_WHAT YOU ARE ASKED TO DO_.
Write the next part of the reflection on the FAA flight grounding and the meaning of miracles, starting after its last sentence.

_PASSAGE TO READ_.
┄┄┄┄┄┄

What sent me back to my dictionary, was a decision made on Wednesday morning last by the FAA (Federal Aviation Administration).  The FAA grounded all flights in our country for a period of time.  Apparently, as it was later diagnosed, a corrupted computer file, i.e. a software maintenance mistake, lay at the center of a major FAA computer.  Pilots could not gain access to NOTAM (Notice to Air Missions) systems for information, which they need to fly.  So, to avoid innumerable disaster, the FAA grounded all flights.  Of course, and given the current state of affairs aboard and nationally, a great fear arose that this defect was the result of a cyberattack.  That, it was determined, was not the case.

Many travelers took the delay in stride.  They remained calm.  Others expressed disgust, frustration, anger, that their plans should be interrupted.  I, for one, someone who has not flown since the beginning of our current pandemic, saw in the FAA’s decision the extension of a miracle.  The miracle?  That humans have used their intelligence to devise a means of transportation that defies the natural order, namely that metal can fly through the sky and beyond.  Flight has made it possible to respond to devastating natural event thousands of miles away.  Flight has enabled nations to transport grain, medicines, and other needed materials to countries in need for their survival.  Flight has made it possible to live out in real time and in tangible ways the second of the two great commandments: to love neighbor as self.

It is my totally biased opinion that in our desire to understand miracles, we have limited that word to define or to describe an event that takes place once, sometimes with and sometimes without fanfare.  An ill individual appears to be healed from a disease.  Tradition mandates that a miracle is an action which allows us to raise the person behind the action to sainthood and to be assigned a day for adulation. Individuals should be recognized for their contribution to the welfare of their fellow beings.  But I suggest that a true miracle has neither a distinct beginning, nor a distinct end.

When the shepherds made their way to Bethlehem, it was surely not because they wanted or needed to see how a child was born.  For such instruction, they needed only have remained on the hillside and observe how sheep give birth to lambs.  What caused their Bethlehem trip, was a miracle of a different kind.  Someone special had entered into their world.  The miracle of that birth did not cease in Bethlehem.

As those shepherds went back to their hillside, they told others along the way what they had heard and seen regarding this special child.  They shared that pivotal information with others.  The miracle did not terminate in Bethlehem.  Their sharing prepared the way for the baptism of Jesus by John, during which a dove alighted on the man whose birth had taken place just decades prior, and who now was about to shake the mountains of neglect by those in authority., with the intent of reconciliation among humankind.

┄┄┄┄┄┄

_DATA SHOWN_.
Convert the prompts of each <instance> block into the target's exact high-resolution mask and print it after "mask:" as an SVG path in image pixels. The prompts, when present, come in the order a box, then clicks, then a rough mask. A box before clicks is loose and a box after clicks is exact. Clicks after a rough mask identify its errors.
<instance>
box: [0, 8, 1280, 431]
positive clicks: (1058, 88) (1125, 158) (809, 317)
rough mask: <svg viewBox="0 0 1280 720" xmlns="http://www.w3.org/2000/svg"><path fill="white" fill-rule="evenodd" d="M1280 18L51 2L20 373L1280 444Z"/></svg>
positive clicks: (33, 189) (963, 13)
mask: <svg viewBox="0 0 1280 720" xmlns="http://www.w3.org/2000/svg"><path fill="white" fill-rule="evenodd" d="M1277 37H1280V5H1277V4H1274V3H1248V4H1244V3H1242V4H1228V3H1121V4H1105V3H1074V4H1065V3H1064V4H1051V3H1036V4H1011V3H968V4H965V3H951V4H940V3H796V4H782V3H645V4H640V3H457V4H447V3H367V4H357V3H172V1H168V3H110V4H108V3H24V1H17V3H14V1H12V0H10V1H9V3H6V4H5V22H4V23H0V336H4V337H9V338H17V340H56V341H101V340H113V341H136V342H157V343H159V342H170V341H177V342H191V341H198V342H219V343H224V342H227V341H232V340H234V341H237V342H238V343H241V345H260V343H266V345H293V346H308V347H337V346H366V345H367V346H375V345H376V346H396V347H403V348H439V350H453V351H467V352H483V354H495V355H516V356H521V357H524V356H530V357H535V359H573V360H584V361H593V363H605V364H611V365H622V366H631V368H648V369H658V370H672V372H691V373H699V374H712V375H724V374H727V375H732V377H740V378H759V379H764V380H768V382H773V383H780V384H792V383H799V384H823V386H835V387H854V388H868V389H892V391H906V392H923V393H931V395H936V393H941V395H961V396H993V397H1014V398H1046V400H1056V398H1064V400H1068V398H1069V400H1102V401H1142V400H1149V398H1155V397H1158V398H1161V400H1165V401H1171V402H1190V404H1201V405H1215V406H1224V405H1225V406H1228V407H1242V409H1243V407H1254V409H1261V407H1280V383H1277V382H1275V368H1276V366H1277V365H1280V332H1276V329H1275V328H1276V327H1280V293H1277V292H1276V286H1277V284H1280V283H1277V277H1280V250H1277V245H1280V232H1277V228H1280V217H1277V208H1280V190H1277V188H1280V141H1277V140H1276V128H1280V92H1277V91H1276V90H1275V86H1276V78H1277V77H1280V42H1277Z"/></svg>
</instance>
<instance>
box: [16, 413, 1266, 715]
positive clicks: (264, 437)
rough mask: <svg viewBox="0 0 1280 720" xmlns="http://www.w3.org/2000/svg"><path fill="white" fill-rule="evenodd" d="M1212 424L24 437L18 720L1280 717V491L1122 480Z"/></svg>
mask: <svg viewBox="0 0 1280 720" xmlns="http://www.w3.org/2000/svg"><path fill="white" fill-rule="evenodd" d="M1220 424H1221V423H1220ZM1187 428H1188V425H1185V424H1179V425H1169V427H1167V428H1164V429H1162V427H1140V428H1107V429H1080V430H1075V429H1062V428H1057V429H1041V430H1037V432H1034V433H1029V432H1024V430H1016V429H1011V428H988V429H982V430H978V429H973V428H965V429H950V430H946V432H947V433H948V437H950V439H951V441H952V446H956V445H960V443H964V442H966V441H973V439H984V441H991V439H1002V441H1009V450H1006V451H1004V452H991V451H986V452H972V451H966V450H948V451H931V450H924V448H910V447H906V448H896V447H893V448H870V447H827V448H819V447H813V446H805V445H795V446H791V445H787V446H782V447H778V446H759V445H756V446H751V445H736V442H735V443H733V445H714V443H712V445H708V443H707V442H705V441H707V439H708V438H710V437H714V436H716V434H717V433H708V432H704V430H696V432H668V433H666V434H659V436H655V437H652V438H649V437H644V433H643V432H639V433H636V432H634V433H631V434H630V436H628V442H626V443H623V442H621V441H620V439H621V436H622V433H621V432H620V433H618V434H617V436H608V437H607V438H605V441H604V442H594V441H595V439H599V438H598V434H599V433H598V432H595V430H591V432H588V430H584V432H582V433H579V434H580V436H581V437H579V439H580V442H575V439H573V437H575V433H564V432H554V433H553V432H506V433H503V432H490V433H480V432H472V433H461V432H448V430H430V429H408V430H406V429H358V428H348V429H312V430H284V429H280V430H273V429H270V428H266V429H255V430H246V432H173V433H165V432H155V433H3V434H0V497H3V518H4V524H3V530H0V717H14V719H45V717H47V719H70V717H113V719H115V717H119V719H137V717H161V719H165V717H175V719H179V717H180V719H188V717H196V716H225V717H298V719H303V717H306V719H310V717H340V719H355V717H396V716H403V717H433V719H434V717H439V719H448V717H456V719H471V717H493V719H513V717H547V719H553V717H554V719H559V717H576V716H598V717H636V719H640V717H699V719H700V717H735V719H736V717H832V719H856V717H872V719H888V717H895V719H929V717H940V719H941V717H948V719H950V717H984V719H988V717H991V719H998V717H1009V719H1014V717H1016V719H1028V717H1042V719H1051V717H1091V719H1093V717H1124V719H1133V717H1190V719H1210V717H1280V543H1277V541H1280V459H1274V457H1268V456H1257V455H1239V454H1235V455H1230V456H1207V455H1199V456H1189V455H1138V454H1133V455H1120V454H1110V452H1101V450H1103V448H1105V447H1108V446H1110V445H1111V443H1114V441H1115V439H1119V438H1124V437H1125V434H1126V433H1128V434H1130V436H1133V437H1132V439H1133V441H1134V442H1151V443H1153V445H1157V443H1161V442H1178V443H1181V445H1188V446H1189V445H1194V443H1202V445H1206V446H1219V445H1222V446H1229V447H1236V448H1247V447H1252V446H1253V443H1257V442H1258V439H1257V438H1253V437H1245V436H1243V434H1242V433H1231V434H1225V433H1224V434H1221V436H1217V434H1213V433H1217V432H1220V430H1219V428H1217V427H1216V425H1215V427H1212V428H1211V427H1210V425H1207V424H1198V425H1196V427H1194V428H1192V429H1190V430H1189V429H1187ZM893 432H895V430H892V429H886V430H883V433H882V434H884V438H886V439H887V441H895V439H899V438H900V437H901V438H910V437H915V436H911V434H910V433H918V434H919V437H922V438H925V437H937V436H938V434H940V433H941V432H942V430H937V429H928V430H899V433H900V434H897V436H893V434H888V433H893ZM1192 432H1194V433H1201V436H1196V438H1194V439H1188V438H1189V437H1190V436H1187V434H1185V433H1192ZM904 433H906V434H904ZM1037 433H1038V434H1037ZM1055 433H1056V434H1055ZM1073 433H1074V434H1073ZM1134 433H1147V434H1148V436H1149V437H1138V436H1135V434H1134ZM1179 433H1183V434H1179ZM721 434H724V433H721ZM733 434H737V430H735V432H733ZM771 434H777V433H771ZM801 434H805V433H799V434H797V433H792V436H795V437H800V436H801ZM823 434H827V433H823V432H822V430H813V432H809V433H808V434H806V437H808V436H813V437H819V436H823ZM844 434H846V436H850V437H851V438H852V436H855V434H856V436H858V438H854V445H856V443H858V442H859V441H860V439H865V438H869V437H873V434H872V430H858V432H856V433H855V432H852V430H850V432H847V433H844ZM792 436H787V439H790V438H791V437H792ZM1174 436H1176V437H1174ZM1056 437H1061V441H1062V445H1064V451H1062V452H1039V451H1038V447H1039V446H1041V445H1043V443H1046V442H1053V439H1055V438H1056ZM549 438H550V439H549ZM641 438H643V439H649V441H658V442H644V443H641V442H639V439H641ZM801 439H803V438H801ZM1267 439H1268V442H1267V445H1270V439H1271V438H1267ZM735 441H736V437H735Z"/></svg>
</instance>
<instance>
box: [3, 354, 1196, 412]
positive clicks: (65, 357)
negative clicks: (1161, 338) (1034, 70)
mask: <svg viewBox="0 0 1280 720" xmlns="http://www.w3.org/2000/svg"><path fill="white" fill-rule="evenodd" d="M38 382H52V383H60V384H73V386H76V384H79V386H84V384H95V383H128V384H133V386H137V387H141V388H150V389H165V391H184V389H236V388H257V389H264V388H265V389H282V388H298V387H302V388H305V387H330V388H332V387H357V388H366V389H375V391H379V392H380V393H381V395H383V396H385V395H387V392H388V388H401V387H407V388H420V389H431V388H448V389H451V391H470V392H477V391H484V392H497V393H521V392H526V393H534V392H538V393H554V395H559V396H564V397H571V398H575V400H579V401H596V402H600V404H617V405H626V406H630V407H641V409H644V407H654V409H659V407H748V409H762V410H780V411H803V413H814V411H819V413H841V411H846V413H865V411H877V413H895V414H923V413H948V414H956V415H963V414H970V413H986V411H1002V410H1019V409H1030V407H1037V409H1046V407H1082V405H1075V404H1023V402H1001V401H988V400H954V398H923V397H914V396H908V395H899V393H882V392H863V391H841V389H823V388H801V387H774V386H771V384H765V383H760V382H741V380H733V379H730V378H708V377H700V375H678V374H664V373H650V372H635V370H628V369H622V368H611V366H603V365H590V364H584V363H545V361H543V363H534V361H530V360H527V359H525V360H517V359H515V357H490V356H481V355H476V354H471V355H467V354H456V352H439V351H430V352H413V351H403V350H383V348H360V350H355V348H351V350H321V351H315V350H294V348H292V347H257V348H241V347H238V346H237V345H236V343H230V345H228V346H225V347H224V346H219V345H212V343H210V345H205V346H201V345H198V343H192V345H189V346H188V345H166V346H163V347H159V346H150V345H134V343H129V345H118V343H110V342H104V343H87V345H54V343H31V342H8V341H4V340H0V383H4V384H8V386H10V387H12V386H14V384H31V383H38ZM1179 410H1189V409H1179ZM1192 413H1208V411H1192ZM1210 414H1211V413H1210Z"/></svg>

┄┄┄┄┄┄

_SOLVED PROBLEM_.
The Epiphany, in its basic form, is the occasion on which Jesus meets the real world and the real world find Jesus, the world outside of Judea.  Three kings, or three Wise Men, had been drawn, each from his own country, toward a phenomenon in the sky and toward each other.  They called it a star, and that star came to rest over Bethlehem.  They called it a miracle.  As they returned to their homes by another way—thus avoiding Herod—they spoke in their native lands about something new that would change the world as they knew it.  It would inject positive serum into human behavior, human interaction.  The effects of the miracle of that birth were yet to be felt.  The miracle in Bethlehem had yet to come into its real form.

You will surely recall a miracle—call it a divine intervention; call it an extraordinary, outstanding accomplishment—in our own day, now several years ago, 2009 to be exact, when Captain Chesley Burnett “Sully” Sullenberger landed his heavier than air vehicle, US Airways Flight 1549, on the Hudson River in New York City, after both engines had sustained a bird strike and no longer functioned.  All 155 people aboard survived.  I do not recall reading that any of them complained about delays or not making further connections.  This fits the storybook definition of miracle.  There were consequences directly attributed to this miracle.  The spigot of intellectual curiosity, opened by that miracle, was not turned off.  Rather, others gained knowledge and insight from Captain Sullenberger’s lectures.  The FAA updated its regulations.  The lives of others, since that time, have been saved because of the information gained and shared.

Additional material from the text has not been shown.